→ WHAT IS BEING ASKED: Render every line of the items below as a numbered list, skipping blank lines and leaving the pictures out.

***** STORED RECORDS

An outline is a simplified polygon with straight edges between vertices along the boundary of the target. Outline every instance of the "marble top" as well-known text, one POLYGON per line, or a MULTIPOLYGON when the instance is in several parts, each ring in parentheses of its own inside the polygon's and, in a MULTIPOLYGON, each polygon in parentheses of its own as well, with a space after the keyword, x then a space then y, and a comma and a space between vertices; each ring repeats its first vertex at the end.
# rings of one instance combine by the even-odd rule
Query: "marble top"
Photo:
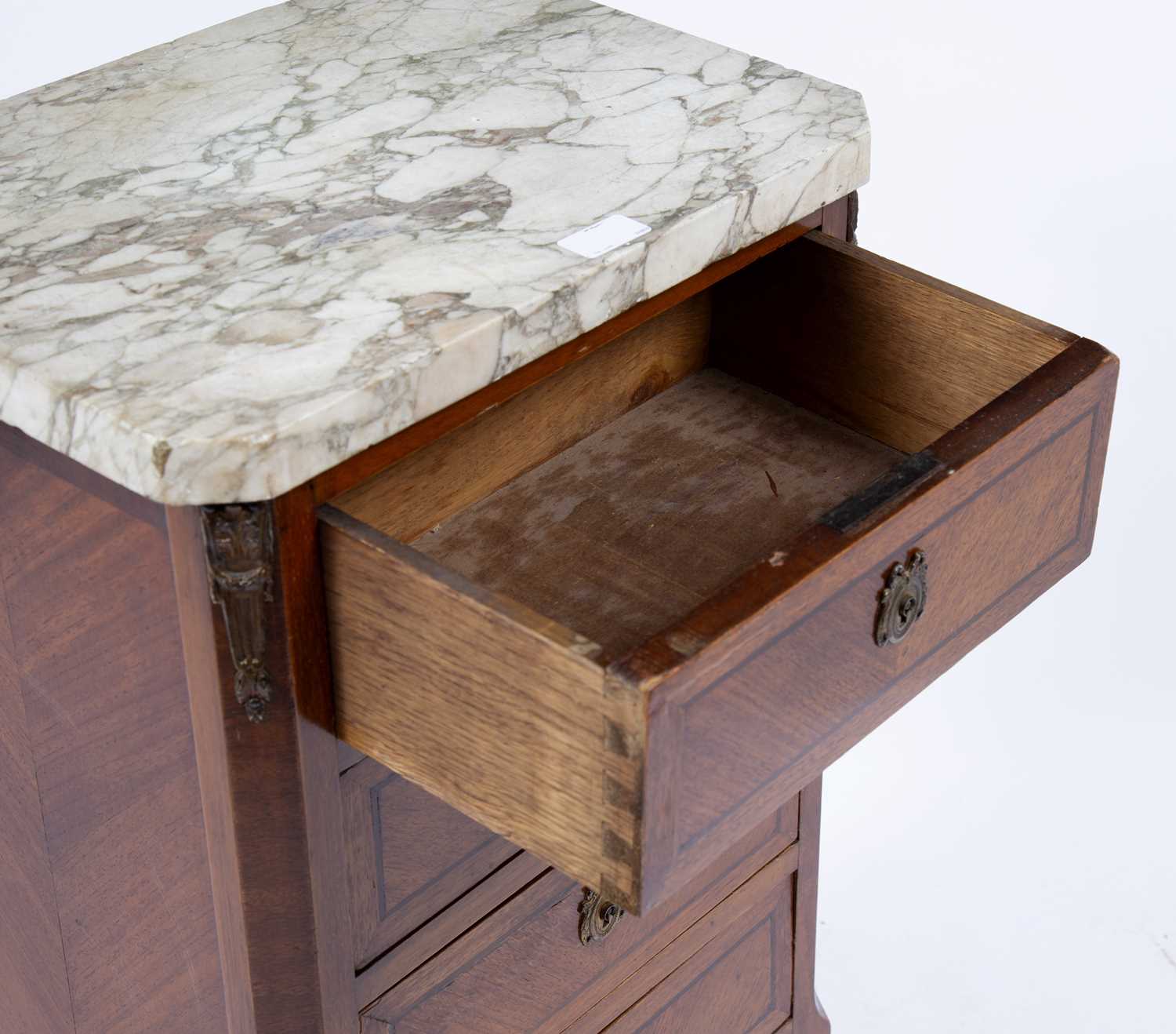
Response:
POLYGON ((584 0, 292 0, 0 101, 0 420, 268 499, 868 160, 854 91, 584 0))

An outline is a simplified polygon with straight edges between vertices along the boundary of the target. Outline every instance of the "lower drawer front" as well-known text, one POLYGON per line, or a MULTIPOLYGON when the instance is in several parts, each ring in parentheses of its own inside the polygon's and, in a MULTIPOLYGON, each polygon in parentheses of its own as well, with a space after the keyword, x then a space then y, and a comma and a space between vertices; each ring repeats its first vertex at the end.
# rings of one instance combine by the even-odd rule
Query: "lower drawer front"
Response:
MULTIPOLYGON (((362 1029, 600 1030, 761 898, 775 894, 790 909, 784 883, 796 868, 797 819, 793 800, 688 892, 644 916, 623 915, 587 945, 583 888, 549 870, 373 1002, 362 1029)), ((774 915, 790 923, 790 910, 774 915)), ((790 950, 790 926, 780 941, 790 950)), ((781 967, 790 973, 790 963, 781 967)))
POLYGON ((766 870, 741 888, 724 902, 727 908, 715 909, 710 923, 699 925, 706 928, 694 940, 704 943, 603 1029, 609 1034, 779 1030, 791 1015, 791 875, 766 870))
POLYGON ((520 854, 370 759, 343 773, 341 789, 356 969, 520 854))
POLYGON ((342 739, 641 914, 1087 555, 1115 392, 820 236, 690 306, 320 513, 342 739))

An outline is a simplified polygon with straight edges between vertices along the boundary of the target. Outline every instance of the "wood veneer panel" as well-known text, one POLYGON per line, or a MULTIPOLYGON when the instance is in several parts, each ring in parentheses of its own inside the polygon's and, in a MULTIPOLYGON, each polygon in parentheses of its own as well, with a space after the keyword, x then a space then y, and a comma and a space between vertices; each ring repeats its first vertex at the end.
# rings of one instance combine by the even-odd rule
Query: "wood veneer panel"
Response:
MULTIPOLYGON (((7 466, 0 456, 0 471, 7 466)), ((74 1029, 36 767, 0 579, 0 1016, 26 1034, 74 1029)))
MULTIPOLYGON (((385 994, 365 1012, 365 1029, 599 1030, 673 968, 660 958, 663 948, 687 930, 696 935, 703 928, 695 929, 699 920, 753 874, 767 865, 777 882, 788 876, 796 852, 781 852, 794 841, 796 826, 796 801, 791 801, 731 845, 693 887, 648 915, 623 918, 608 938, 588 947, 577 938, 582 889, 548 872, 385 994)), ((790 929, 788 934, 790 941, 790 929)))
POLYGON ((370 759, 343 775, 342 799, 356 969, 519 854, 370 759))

**********

→ SOLUTION TO THE EXERCISE:
1. An outline is a simplified polygon with straight edges between vertices along the boundary of the target. Outline every instance of the "marble top" as well-known text, one POLYGON per line, or a MULTIPOLYGON when the instance is in several parts, each ring in parentheses of its own inside the polygon's and, in a MULTIPOLYGON, each polygon in parentheses of its own as well, with a space after the keyword, x then a space then y, and a comma and a space between vertices; each ring repeats its first vertex at the end.
2. # rings of one instance combine by the even-odd rule
3. Query: "marble top"
4. Photo:
5. Response:
6. POLYGON ((584 0, 292 0, 0 101, 0 420, 268 499, 868 160, 854 91, 584 0))
7. An outline is a simplified polygon with straight edges between vertices along the boundary of the target. Outline every instance of the "lower drawer front" as well-known text, one POLYGON per line, or a MULTIPOLYGON when the instance is in several parts, each ring in parentheses of its own inside the polygon's and, in a MULTIPOLYGON, each polygon in parentheses of its own as well, with a space after the keyword, x then a space then y, and a comma and a space between vertices; each ring repeats its first vertex at the end.
8. # rings of one instance combine by the even-odd rule
9. Query: "lower drawer front"
10. Response:
11. MULTIPOLYGON (((362 1029, 600 1030, 761 898, 775 894, 790 909, 784 883, 796 868, 797 819, 793 800, 688 892, 644 916, 623 915, 587 945, 583 888, 549 870, 373 1002, 362 1029)), ((774 915, 790 923, 790 910, 774 915)), ((790 950, 790 926, 780 941, 790 950)), ((781 967, 790 973, 790 963, 781 967)))
12. POLYGON ((766 870, 741 888, 724 902, 727 908, 715 909, 710 923, 699 925, 706 928, 694 940, 704 943, 603 1029, 609 1034, 779 1030, 791 1015, 791 875, 766 870))
13. POLYGON ((520 854, 370 759, 343 773, 341 789, 356 969, 520 854))
14. POLYGON ((342 739, 641 914, 1087 555, 1115 392, 820 236, 690 306, 320 513, 342 739))
15. An outline is a simplified polygon with straight edges between vertices along the boundary of the target. Outline every instance of the "wood veneer panel" as well-known text, one POLYGON per line, or a MULTIPOLYGON when the instance is in several parts, each ring in parentheses of its own inside the polygon's and, in a MULTIPOLYGON, each polygon in parentheses of its own as well, with a space after the keyword, x then a space then y, and a comma and a space between vertices; each ring repeats its first vertex at the end.
16. # rings of one instance combine by the even-odd rule
17. Query: "wood veneer panel"
18. Response:
19. MULTIPOLYGON (((7 466, 0 456, 0 471, 7 466)), ((74 1029, 36 767, 0 579, 0 1016, 26 1034, 74 1029)))
20. MULTIPOLYGON (((385 994, 365 1012, 365 1029, 599 1030, 673 968, 660 958, 663 948, 687 930, 696 935, 703 928, 695 929, 699 920, 753 874, 767 865, 777 882, 788 876, 796 852, 781 852, 794 841, 796 826, 796 801, 791 801, 731 845, 693 887, 648 915, 623 918, 608 938, 588 947, 577 938, 582 889, 548 872, 385 994)), ((790 929, 788 934, 790 941, 790 929)))
21. POLYGON ((370 759, 343 775, 342 799, 356 969, 519 854, 370 759))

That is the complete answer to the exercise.